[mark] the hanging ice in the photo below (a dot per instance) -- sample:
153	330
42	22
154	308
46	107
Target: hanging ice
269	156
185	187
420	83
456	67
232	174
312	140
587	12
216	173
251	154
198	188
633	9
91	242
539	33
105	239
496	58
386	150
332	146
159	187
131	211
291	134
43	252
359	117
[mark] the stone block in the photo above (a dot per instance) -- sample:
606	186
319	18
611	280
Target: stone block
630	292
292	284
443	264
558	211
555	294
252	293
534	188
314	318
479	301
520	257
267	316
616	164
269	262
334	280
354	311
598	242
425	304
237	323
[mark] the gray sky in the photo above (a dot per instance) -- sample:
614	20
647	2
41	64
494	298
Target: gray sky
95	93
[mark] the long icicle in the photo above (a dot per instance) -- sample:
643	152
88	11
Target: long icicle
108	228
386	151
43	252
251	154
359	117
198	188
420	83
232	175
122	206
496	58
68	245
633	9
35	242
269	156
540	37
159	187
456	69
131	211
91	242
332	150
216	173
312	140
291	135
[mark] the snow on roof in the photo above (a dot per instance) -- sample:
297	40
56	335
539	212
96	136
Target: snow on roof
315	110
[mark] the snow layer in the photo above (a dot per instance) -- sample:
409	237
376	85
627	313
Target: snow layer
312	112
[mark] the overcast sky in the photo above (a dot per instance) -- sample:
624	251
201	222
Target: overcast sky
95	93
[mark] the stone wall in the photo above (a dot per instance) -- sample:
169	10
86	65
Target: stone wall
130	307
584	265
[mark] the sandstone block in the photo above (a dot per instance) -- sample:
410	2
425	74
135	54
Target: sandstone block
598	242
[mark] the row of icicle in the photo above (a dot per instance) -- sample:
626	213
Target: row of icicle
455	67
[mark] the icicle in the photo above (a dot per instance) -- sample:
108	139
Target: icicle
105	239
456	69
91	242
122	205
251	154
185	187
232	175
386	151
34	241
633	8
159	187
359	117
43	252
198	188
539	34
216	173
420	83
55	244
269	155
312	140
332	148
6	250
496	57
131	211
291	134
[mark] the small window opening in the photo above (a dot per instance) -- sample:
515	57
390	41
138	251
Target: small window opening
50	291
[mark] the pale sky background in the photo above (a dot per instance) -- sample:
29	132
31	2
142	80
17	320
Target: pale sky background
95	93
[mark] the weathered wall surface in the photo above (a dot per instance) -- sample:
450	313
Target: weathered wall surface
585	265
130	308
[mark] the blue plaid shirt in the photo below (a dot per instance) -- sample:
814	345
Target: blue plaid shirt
.....
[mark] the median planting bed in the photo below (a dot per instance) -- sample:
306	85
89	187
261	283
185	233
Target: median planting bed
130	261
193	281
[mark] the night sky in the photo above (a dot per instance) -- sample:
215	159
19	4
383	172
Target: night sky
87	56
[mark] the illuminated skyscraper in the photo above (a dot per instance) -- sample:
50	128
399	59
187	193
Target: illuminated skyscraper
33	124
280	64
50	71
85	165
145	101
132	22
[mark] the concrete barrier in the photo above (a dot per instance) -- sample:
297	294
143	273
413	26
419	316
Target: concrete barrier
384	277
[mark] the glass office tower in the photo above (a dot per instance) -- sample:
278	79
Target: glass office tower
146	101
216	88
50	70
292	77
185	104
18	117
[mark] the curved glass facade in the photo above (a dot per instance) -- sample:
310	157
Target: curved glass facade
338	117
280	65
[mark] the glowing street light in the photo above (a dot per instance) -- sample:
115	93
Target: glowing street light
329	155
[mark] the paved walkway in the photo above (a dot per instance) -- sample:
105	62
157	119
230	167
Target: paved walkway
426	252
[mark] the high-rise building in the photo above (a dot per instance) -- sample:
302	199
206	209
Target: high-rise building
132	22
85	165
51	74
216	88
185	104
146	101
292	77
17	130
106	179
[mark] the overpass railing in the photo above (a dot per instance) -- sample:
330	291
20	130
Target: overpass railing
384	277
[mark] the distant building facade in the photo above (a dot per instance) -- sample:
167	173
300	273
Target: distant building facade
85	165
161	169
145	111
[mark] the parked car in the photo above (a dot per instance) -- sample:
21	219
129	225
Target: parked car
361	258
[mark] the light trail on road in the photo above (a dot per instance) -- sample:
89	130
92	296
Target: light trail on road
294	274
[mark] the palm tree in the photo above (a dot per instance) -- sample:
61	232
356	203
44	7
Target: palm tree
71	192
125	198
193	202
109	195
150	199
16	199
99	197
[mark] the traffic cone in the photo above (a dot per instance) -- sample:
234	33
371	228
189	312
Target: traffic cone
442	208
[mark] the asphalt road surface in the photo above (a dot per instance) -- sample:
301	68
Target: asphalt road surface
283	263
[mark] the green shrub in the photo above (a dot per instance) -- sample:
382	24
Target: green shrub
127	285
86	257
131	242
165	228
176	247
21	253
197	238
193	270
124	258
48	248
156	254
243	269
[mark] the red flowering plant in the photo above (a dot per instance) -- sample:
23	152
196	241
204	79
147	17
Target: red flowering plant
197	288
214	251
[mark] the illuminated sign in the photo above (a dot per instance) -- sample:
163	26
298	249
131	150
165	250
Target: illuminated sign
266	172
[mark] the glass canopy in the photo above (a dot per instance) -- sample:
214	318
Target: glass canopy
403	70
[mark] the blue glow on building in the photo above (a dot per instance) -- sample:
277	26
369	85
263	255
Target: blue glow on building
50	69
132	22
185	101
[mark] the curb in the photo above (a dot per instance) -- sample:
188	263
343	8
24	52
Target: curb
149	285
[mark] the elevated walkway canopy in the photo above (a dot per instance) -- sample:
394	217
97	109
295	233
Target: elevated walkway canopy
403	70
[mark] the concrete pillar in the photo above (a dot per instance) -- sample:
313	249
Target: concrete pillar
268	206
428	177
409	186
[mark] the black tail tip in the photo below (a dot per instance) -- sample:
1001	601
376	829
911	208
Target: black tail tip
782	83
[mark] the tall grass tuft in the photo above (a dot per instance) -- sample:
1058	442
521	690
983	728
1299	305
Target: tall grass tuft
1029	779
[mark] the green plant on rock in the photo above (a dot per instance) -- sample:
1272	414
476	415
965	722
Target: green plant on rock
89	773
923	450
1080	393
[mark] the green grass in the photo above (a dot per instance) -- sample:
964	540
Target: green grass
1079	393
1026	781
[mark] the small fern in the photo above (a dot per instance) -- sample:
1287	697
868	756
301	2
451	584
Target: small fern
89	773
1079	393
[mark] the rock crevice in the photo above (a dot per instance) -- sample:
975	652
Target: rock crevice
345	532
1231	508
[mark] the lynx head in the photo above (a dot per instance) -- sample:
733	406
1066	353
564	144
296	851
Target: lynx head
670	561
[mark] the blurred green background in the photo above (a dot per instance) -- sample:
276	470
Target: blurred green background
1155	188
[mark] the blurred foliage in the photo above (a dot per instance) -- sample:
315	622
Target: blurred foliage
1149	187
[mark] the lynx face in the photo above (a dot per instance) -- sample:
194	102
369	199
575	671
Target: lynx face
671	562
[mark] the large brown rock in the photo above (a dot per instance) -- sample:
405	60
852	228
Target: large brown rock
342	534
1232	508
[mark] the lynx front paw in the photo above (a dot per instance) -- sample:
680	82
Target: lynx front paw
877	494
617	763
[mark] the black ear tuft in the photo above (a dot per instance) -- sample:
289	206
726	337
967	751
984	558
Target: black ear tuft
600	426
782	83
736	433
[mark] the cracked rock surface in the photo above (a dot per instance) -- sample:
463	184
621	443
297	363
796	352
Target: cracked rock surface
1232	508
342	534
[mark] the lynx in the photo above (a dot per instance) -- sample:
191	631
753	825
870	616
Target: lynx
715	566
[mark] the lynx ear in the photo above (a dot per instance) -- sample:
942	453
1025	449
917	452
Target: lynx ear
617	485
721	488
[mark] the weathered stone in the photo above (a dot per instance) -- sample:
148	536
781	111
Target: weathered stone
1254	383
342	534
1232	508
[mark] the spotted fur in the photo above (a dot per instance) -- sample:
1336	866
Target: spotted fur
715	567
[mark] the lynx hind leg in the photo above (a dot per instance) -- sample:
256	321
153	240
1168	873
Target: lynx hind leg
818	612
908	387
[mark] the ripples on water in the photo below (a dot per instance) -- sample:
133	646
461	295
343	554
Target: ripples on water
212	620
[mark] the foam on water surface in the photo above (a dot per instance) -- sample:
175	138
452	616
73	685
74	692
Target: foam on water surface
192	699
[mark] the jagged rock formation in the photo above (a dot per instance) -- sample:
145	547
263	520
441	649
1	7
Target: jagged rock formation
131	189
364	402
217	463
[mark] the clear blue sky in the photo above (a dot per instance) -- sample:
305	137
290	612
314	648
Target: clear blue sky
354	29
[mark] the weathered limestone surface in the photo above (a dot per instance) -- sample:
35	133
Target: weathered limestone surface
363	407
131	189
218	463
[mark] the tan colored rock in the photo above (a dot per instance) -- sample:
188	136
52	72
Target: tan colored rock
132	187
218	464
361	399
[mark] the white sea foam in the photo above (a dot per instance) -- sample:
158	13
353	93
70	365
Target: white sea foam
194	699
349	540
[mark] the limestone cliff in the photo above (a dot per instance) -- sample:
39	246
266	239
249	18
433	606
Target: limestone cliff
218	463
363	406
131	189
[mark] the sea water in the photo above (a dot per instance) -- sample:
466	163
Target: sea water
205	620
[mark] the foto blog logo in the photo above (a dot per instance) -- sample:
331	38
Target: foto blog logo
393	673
.....
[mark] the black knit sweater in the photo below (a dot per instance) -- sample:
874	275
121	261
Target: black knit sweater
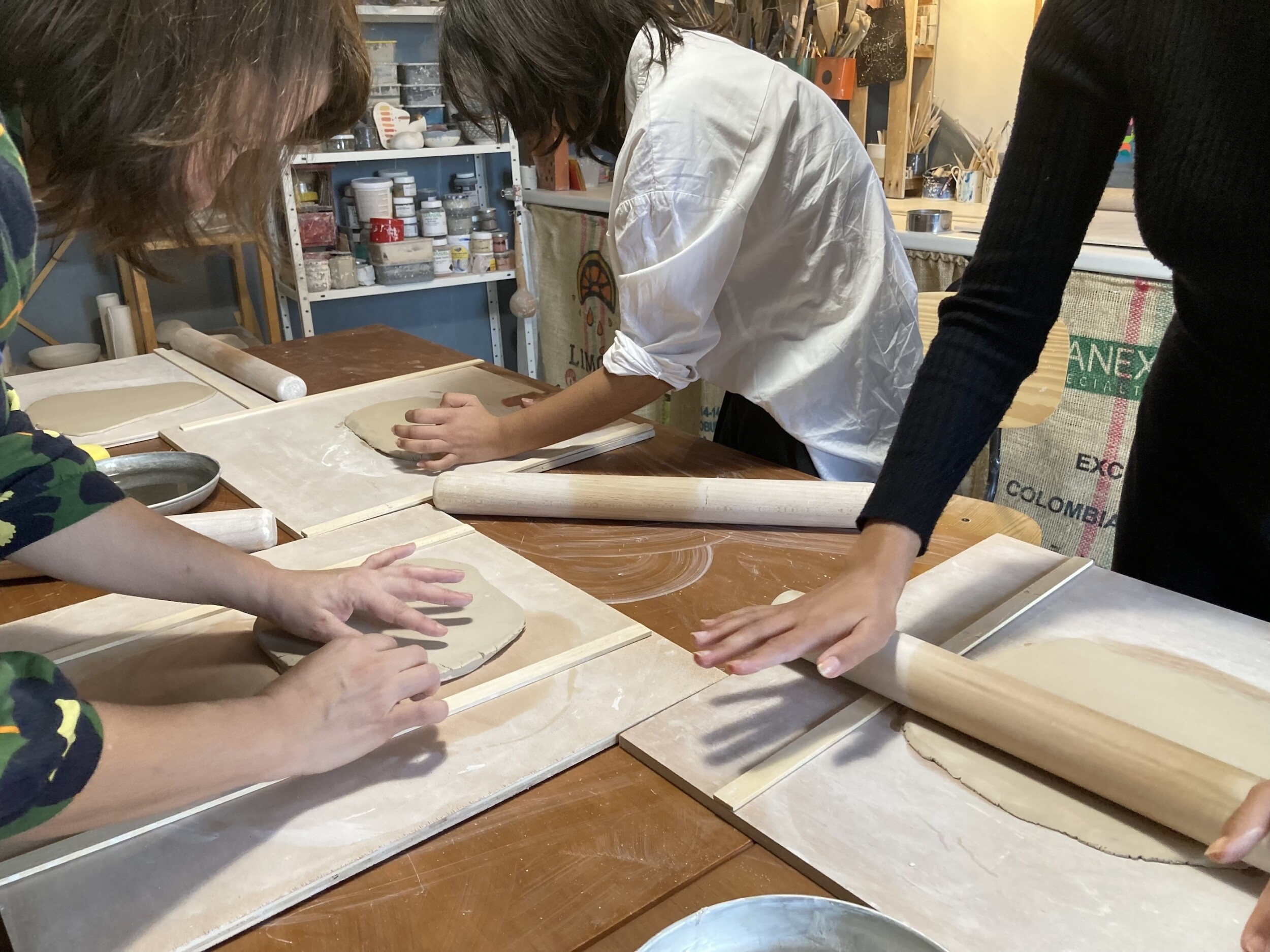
.....
> _YOUR GOAL_: Copy the listing lines starting at the line containing "[mark] the black knit" and ending at the line containing "Target: black knit sweater", swapping "black knit sweater" for "navy wool cardigan" wherever it occurs and keeping everything else the same.

> _SOLUTION FOR THIS TASK_:
[mark] the navy wool cardigan in the photo below (a dot per instance) -- sample:
874	275
121	261
Target: navy wool cardigan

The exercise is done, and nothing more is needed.